* Supplied records *
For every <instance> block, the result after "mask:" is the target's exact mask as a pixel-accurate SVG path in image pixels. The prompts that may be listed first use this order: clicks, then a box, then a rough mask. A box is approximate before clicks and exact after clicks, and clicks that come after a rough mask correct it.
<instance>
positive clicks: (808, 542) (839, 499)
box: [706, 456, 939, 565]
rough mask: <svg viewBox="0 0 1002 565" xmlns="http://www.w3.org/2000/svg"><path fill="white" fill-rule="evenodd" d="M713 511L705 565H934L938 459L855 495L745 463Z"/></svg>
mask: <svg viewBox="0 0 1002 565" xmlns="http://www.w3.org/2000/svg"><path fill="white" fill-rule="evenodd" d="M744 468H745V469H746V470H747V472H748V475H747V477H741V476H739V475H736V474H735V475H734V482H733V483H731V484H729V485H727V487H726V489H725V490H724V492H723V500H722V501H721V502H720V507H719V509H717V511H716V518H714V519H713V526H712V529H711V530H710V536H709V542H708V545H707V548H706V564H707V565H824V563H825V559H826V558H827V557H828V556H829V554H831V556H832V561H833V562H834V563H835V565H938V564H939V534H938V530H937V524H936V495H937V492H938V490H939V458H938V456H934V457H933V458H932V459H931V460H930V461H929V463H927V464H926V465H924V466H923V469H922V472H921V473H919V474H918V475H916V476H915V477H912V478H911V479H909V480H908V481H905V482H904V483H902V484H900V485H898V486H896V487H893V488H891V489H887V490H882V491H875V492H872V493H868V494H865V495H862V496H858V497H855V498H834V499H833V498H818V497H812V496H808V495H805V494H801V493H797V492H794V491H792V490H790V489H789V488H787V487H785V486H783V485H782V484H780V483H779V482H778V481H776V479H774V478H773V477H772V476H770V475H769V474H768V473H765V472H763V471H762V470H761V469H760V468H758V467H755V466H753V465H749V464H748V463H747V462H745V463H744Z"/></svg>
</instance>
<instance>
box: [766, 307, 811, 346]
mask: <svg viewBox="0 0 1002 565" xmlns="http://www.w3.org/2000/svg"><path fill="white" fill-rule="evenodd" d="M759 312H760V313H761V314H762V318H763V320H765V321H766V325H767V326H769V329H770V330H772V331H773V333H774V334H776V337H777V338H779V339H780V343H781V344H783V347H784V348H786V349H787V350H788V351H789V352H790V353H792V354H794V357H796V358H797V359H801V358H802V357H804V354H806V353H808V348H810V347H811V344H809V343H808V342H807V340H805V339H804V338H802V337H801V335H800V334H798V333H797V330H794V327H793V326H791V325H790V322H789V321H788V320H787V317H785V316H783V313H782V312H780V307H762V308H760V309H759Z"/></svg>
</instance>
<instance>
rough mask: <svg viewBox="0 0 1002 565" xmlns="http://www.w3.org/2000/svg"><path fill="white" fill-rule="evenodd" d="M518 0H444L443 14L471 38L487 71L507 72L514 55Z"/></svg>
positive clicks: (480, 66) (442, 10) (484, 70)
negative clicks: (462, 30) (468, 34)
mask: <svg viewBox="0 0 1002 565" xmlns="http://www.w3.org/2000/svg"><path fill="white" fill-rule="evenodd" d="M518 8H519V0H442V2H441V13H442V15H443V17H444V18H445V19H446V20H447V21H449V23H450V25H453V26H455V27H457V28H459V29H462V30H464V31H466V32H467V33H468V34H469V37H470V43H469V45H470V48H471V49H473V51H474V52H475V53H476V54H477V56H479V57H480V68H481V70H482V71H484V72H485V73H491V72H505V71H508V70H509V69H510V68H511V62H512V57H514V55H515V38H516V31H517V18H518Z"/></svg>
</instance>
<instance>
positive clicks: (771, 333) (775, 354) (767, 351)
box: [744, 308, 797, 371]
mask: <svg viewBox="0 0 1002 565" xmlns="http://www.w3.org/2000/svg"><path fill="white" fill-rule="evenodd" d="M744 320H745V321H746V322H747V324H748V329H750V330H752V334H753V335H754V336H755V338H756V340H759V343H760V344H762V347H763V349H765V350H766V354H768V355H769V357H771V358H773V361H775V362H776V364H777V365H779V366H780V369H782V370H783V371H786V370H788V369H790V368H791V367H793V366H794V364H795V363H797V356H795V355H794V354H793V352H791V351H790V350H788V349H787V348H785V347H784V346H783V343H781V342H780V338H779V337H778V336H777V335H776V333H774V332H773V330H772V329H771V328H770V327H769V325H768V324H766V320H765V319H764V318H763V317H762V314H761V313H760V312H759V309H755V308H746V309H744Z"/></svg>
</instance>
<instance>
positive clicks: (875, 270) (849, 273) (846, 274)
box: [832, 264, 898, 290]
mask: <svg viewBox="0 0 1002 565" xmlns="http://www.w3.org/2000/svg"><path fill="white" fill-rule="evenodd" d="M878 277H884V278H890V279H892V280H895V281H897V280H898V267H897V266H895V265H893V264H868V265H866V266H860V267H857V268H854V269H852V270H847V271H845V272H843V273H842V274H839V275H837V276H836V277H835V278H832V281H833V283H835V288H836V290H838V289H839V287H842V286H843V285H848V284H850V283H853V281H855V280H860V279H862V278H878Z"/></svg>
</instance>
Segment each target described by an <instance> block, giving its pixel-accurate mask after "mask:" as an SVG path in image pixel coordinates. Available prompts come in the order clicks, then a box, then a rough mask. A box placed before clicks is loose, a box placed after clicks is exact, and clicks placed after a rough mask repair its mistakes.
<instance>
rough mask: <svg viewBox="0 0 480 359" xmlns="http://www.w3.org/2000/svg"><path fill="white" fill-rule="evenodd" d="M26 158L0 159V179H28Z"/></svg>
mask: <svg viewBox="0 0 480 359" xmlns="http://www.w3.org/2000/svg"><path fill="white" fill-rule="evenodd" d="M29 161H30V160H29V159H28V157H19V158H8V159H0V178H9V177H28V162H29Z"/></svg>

* Instructions to follow *
Rewrite the records from their start to the line with "box: [706, 456, 939, 565]", changing "rough mask" to "coarse mask" wherever it appears and keeping everything else as it is.

* Answer to this exercise *
For every <instance> block, the result after "mask:" is the target's exact mask as a pixel-accurate SVG path in image pixels. The prompts that may be listed first use this order: clicks, then a box, then a coarse mask. A box is approximate before clicks and exact after clicks, and clicks that come after a coarse mask correct it.
<instance>
positive clicks: (808, 542) (839, 499)
box: [706, 456, 939, 565]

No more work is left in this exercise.